Collected data

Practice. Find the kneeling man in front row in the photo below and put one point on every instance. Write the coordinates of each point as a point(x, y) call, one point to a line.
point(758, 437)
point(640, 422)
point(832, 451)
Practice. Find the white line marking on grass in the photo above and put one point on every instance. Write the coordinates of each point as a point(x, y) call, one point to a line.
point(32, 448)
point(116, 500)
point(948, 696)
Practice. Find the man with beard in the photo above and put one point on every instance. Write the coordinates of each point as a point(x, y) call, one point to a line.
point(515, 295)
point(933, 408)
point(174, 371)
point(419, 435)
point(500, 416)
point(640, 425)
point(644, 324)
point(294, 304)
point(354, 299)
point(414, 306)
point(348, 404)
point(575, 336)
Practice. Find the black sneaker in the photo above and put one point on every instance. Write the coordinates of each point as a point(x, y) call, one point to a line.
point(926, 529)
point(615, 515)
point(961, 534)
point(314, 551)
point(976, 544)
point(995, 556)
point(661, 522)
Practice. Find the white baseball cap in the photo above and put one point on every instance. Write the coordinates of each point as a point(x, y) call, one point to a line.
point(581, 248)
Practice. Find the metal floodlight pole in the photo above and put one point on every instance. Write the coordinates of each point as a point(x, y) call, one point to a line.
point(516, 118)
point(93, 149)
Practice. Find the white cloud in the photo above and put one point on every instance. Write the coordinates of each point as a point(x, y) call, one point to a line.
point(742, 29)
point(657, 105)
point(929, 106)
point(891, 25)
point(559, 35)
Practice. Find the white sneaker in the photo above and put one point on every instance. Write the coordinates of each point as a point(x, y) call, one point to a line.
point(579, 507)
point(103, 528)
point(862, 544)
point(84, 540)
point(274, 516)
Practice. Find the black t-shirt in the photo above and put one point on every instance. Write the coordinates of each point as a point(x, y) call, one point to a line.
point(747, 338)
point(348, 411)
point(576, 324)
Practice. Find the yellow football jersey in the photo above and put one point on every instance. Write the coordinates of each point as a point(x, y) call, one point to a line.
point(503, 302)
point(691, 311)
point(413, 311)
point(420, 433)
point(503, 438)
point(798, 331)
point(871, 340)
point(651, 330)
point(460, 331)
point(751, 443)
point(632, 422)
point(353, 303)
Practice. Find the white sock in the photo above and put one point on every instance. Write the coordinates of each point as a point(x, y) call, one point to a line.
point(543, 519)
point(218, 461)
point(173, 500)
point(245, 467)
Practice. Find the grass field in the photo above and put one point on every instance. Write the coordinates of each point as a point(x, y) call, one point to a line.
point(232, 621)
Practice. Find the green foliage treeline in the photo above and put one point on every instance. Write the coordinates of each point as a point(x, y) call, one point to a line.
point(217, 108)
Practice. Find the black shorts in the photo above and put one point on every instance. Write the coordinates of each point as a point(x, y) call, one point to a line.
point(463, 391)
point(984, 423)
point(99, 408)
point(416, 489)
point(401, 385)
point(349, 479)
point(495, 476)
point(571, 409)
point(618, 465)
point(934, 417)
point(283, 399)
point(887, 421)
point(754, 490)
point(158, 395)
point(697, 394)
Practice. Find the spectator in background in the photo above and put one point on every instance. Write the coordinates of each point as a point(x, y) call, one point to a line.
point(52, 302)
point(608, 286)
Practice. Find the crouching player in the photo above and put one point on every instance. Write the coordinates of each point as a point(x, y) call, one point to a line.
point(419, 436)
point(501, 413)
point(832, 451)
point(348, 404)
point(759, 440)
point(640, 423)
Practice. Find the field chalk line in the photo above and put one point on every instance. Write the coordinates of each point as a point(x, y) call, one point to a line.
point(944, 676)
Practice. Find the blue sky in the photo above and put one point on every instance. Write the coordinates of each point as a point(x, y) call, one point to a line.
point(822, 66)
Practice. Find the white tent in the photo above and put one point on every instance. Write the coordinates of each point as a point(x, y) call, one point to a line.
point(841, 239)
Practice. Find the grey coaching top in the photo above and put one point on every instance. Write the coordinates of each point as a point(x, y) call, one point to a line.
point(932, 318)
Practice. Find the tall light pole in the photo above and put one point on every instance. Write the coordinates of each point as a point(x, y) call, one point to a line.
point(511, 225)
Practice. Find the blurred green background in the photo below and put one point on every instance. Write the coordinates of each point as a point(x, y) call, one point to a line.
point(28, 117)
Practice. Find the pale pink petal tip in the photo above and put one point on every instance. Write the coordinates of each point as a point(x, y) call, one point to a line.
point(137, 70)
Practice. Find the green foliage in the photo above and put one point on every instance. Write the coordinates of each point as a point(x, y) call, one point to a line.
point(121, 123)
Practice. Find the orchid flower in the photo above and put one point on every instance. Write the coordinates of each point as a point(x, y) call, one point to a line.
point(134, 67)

### THE TASK
Reproduce the lines from the one with "Practice. Find the white tent" to the end of the data exactly, leaving out every earlier line.

### THE ANSWER
Practice. Find the white tent in the photo above and put one point on every instance. Write the coordinates of each point as a point(x, y) call, one point to a line.
point(841, 239)
Practice. Find the grey coaching top in the photo above and put one point on every instance. Write the coordinates of each point as a point(x, y) call, one point to a line.
point(932, 318)
Practice. Find the tall light pole in the photo above and put one point on every instance. Write the coordinates of each point as a point(x, y) call, one point to a line.
point(511, 225)
Practice. Find the blurred green background in the photo below and put one point on every instance. Write the coordinates of each point as a point(x, y) call, one point to a line.
point(28, 117)
Practice. Find the pale pink petal tip in the photo above and put one point on every instance. Write the coordinates of each point as a point(x, y) call, one point to a line.
point(137, 70)
Practice. Find the green foliage in the photo above and put one point on every instance. Write the coordinates of each point as a point(x, y) call, one point to a line.
point(121, 123)
Practice. Find the orchid flower in the photo above and put one point on every instance. Write the coordinates of each point as a point(x, y) call, one point to a line.
point(134, 67)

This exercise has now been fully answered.